**TEXTE DE LA PAGE:**
10 stéréotypes (vrais ou faux) sur les voitures Chinoises: 7. ils ont 10 ans d’avance sur les voitures électriques

Pour certains, l’industrie automobile Chinoise est une espèce d’antéchrist. Ils craignent qu’elle n’envahisse le monde avec ses copies, vendues à des prix cassés et qu’elle finisse par racheter tous autres les constructeurs. D’autres voient au contraire l’automobile Chinoise comme un messie, qui apporterait des voitures électriques au monde entier.

Comme beaucoup de stéréotypes sur les voitures Chinoises, l’équation Chinois=experts en voitures électriques remonte à 2005/2006. Tout le monde, y compris les professionnels, entend alors parler pour la première fois de voitures Chinoises. Faute de recul, ils ont pris pour argent comptant les déclarations de leurs représentants.

Pour Pékin, il y avait un axe de communication (pour ne pas dire de propagande) fort. Souligner les travaux supposés sur les voitures hybrides et électriques permettait de donner une image positive à son industrie. Et faire oublier du même coup les problèmes de contrefaçon, de protectionnisme ou de sécurité.

D’autant plus qu’à l’époque, Al Gore n’a pas encore produit Une vérité qui dérange et que la Prius II arrive à peine. Bref, les Chinois parlaient de voitures électriques avant que les préoccupations environnementales ne refassent surface et que les autres constructeurs ne s’y intéressent.

**DONNÉES ENREGISTRÉES:**
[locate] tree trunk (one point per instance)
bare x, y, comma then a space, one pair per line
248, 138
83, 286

**ÉNONCÉ DÉTAILLÉ:**
Recopiez mot pour mot l'intégralité du texte sur les stéréotypes liés aux voitures chinoises. Les lignes ne sont d'aucune utilité ici.

**RÉPONSE COMPLÈTE:**
10 stéréotypes (vrais ou faux) sur les voitures Chinoises: 7. ils ont 10 ans d’avance sur les voitures électriques

Pour certains, l’industrie automobile Chinoise est une espèce d’antéchrist. Ils craignent qu’elle n’envahisse le monde avec ses copies, vendues à des prix cassés et qu’elle finisse par racheter tous autres les constructeurs. D’autres voient au contraire l’automobile Chinoise comme un messie, qui apporterait des voitures électriques au monde entier.

Comme beaucoup de stéréotypes sur les voitures Chinoises, l’équation Chinois=experts en voitures électriques remonte à 2005/2006. Tout le monde, y compris les professionnels, entend alors parler pour la première fois de voitures Chinoises. Faute de recul, ils ont pris pour argent comptant les déclarations de leurs représentants.

Pour Pékin, il y avait un axe de communication (pour ne pas dire de propagande) fort. Souligner les travaux supposés sur les voitures hybrides et électriques permettait de donner une image positive à son industrie. Et faire oublier du même coup les problèmes de contrefaçon, de protectionnisme ou de sécurité.

D’autant plus qu’à l’époque, Al Gore n’a pas encore produit Une vérité qui dérange et que la Prius II arrive à peine. Bref, les Chinois parlaient de voitures électriques avant que les préoccupations environnementales ne refassent surface et que les autres constructeurs ne s’y intéressent.